Given exercise: Return, unchanged, the lines from the one containing "In this exercise you will annotate the roof" through the end of the entries, inclusive.

Records supplied:
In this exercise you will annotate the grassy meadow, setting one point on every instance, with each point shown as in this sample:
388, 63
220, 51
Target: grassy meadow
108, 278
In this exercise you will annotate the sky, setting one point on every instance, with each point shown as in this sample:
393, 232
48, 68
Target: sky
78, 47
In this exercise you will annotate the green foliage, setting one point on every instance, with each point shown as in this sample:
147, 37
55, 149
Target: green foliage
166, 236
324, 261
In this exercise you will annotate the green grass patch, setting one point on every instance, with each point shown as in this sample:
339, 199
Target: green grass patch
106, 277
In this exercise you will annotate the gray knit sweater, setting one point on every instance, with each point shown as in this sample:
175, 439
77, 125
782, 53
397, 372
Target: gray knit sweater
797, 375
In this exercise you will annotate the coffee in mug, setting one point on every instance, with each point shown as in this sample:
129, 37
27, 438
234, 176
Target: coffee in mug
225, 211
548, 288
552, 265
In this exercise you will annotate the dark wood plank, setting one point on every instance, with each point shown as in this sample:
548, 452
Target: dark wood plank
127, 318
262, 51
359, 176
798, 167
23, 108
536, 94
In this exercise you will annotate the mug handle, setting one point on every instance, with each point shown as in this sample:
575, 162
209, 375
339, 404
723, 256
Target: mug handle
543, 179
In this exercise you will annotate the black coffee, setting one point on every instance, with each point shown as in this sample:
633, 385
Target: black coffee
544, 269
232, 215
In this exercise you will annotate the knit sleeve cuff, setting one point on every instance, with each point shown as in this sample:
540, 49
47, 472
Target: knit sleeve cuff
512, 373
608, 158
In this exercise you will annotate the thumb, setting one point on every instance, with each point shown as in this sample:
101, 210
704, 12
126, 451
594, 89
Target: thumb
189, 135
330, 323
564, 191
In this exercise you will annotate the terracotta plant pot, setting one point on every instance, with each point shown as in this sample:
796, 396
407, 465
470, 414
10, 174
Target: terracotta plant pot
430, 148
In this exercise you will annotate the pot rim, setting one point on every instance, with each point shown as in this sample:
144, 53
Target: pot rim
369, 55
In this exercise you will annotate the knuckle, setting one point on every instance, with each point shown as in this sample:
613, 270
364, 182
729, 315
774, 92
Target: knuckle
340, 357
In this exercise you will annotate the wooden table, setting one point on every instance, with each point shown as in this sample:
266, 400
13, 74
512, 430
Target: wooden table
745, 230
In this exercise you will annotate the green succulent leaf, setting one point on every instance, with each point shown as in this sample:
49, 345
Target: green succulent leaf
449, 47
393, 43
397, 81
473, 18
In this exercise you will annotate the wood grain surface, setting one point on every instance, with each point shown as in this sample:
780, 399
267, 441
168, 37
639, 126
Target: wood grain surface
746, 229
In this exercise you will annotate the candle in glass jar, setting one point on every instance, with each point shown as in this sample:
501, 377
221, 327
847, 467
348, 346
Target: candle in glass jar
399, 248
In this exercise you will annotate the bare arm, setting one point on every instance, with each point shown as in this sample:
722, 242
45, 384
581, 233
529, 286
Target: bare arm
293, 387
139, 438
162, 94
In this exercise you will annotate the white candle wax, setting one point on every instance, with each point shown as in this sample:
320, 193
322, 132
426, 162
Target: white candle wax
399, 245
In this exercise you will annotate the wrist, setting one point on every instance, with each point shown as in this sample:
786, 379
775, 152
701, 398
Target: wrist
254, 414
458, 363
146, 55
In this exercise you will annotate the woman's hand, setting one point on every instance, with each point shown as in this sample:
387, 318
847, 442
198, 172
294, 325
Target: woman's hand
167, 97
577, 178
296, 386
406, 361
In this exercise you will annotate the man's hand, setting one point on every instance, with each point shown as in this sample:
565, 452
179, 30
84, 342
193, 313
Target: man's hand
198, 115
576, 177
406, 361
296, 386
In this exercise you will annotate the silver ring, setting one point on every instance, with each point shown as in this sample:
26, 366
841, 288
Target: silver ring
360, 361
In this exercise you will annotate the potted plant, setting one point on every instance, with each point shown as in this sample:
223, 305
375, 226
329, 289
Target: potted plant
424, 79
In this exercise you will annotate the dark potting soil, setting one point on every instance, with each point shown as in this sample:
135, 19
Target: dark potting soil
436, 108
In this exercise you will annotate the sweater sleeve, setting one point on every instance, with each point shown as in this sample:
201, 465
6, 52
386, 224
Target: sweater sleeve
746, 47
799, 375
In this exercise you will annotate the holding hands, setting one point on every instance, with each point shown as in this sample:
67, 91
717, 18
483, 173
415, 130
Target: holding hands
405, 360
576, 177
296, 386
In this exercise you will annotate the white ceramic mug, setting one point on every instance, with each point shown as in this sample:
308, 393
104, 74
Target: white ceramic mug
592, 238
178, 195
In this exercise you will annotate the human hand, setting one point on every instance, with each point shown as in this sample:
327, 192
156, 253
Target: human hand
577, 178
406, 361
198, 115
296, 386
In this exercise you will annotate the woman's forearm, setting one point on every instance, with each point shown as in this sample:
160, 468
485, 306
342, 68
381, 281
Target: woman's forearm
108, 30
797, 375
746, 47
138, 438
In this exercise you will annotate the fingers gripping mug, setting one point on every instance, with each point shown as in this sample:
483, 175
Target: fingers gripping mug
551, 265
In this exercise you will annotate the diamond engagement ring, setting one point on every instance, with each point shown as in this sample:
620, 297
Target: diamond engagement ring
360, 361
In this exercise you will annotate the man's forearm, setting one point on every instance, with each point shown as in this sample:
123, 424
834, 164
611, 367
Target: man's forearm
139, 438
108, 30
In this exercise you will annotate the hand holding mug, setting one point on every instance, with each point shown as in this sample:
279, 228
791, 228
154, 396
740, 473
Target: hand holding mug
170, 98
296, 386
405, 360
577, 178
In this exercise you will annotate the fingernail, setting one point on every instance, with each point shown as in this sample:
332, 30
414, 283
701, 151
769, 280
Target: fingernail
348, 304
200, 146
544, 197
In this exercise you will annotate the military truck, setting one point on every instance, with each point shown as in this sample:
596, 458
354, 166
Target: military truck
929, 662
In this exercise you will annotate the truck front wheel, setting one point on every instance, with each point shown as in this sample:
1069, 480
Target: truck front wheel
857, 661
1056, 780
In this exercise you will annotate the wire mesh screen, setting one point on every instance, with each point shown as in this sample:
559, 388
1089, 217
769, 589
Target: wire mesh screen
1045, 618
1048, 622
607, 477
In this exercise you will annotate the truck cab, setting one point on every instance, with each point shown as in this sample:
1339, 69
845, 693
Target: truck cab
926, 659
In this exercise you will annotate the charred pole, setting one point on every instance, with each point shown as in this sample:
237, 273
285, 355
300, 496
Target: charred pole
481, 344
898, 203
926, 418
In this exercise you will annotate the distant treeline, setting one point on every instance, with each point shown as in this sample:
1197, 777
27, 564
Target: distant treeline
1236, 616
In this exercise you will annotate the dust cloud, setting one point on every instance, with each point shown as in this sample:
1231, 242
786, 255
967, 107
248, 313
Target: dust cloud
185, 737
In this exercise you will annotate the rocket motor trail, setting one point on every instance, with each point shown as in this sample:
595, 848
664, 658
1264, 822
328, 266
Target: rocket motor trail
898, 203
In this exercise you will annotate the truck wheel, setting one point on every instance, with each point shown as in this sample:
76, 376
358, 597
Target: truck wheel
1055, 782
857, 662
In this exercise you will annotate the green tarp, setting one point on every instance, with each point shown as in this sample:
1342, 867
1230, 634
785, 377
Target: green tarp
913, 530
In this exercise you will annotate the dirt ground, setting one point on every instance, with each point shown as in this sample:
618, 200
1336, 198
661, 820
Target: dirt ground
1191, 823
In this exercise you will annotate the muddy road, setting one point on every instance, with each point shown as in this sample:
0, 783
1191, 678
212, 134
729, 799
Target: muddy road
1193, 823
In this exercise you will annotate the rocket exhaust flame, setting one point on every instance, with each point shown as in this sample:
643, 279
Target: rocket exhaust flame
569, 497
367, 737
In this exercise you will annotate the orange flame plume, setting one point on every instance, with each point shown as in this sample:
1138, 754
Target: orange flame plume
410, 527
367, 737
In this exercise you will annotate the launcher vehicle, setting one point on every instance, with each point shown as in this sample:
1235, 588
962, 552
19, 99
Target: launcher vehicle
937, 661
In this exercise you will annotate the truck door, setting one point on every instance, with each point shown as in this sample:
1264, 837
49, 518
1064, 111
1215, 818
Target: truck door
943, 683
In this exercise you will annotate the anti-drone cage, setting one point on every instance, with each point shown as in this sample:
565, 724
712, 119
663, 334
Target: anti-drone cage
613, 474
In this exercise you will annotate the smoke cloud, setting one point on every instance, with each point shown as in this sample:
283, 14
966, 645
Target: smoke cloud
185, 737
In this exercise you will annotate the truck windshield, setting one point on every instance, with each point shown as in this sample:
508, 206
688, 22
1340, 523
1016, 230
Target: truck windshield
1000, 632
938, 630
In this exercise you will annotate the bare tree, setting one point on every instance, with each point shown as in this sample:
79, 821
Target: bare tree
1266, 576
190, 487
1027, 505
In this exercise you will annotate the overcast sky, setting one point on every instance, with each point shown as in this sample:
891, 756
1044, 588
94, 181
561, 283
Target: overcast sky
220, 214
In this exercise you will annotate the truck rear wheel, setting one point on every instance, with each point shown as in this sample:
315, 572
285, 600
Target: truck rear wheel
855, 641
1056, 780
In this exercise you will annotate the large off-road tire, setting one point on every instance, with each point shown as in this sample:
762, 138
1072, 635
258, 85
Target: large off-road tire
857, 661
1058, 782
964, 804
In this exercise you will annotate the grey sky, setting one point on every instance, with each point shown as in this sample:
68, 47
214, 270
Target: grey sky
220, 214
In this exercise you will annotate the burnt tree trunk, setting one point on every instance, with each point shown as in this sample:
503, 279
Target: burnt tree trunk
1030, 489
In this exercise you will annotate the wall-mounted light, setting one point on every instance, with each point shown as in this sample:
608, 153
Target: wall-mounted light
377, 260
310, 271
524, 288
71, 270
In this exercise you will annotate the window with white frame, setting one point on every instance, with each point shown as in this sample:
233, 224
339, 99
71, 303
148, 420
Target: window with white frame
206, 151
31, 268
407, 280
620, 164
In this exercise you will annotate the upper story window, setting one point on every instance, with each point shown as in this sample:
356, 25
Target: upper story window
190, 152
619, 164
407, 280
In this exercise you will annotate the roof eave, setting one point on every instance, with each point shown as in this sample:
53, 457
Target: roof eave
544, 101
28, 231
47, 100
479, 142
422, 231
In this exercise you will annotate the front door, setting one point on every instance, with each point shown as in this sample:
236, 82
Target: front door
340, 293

Answer to the task:
In this exercise you will annotate the roof eave, setting one point on every instance, with each point shown as in this sample:
53, 457
Target: roof eave
544, 101
28, 231
47, 100
479, 142
422, 231
In this exercise you will annotate the front door, setting one point on every instance, with each point shown as in this sample:
236, 82
Target: front door
340, 293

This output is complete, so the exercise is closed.